Extract -

↓↓↓

Saturday, November 22, 2014

LOA, Visas and Trivia Night

Well, it finally happened!  On day 80 of our wait, we received LOA!!  We got the call from our agency literally as we were walking out the door to church.  The girls looked at the phone and said, "It's from Oregon.  We don't know anyone from Oregon," to which I yelled, "Yes we do!!" and grabbed the phone.  Our agency had just received our LOA and was sending it out that night!  It was so great to be able to move onto the next step, and to have something to do again to help the process along.  So, we were supposed to have our package on Friday and then we could send off our I-800 application.  The package came on Friday, but I was watching my nephews and didn't open it.  Then our agency called that evening, which I thought was weird.  She asked if I had received my package and if I had opened it.  It turns out she had switched the package with another family who received their LOA on the same day.

Now, our poor adoption coordinator felt terrible.  She has never done this in 11 years of working, so we overnighted it to the other family and received it on Monday instead.  Was it hard to wait the weekend?  Yes.  Is everyone human and makes mistakes?  Of course.  Is God trying to teach me something through this?  Let's find out.

↑↑↑

Work to be completed - Write the next part of the adoption blog post, beginning after its final sentence. The entries that follow have no connection to the adoption blog post.

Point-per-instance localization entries
↓↓↓

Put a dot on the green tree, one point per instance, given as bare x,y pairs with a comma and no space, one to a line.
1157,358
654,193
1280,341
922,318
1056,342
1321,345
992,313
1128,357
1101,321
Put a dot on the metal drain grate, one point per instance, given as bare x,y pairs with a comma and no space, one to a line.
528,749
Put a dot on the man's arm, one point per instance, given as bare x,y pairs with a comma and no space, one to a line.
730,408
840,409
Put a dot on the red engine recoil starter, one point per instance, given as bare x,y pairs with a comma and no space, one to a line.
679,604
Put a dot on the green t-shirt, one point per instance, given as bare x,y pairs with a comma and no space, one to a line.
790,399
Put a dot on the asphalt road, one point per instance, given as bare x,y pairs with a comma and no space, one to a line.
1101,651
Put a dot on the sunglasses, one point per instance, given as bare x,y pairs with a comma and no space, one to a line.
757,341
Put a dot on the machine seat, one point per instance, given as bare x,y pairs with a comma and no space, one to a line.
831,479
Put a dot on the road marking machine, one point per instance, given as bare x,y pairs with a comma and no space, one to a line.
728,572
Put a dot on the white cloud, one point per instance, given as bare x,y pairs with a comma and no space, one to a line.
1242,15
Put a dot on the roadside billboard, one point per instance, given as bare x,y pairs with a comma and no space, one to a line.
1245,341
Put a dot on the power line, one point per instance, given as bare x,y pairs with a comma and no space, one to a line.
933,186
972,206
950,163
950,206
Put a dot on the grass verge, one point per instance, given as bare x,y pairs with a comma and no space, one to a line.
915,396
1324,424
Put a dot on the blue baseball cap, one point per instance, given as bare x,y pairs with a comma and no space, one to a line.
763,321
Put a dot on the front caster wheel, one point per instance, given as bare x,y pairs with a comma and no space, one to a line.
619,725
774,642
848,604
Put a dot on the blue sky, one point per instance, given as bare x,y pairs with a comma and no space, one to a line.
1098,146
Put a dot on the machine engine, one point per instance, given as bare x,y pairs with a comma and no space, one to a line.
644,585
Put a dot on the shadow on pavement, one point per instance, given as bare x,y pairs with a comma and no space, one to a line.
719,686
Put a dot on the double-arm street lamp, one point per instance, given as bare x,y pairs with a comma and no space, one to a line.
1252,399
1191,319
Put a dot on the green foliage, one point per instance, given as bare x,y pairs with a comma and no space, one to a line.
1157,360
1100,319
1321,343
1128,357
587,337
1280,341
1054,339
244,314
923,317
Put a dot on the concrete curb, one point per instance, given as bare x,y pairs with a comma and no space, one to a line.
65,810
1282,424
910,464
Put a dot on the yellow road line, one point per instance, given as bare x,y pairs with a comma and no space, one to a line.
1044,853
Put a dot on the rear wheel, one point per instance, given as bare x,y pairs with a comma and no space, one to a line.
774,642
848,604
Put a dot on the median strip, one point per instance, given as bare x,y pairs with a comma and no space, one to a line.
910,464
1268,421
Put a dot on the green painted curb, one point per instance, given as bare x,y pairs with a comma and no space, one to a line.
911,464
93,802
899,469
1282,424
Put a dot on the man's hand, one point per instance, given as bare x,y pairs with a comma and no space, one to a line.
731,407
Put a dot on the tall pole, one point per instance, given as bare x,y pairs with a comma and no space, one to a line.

↑↑↑

Result of the task -
When we moved here, M needed two teeth pulled in order to start her orthodontia work.  We found a dentist and I dreaded the day we would go in and have her teeth pulled.  I sat in the waiting room for well over an hour and waited until they would come tell me she was fine and at least this would all be behind us.  They came and got me and told me that they had tried and tried and they couldn't get the teeth out.  What?!  So, we had to research and find an oral surgeon and then she had a successful oral surgery and her teeth were pulled.  You want to know how God helps you to stop worrying and trust Him?  He gives you things to worry about so that you can replace it with trust for Him.

Then this summer A had a minor fall which led to her in a neck brace for a month.  When we went back, they took x-rays and released her no problem.  Then they called us in the car as we were driving away to tell us to put the brace back on.  The specialist did not like what he saw in the x-rays and could we come back the next day for more x-rays and schedule an MRI.  What?!  Fast forward, and she needed surgery.  Spinal fusion surgery.  They set the day in August and I struggled.  My baby having major surgery on her neck, by her skull, and drilling into her spine.  I prayed, God gave me a peace even though I still hated it, but we were ready to have it behind us.  The day came, I let her go-her crying for me and asking to go home.  We sat in the waiting room with family for 3 hours and then the surgeon came out. WHAT?!  He's supposed to be in surgery!  They had been prepping her this whole time and her nerve impulses were not responding the way they should.  They tried everything they could and they were afraid if they continued it could cause permanent damage, so they were aborting the surgery and they would do more tests and reschedule it.  Huh??  So, we waited for her to wake up and we took her home.  Long story short, she had her surgery completely successfully a month ago (the nerve problem didn't show up at all this time-I fully feel due to the huge number of people praying for healing for her) and she is doing awesome and now that part is behind us.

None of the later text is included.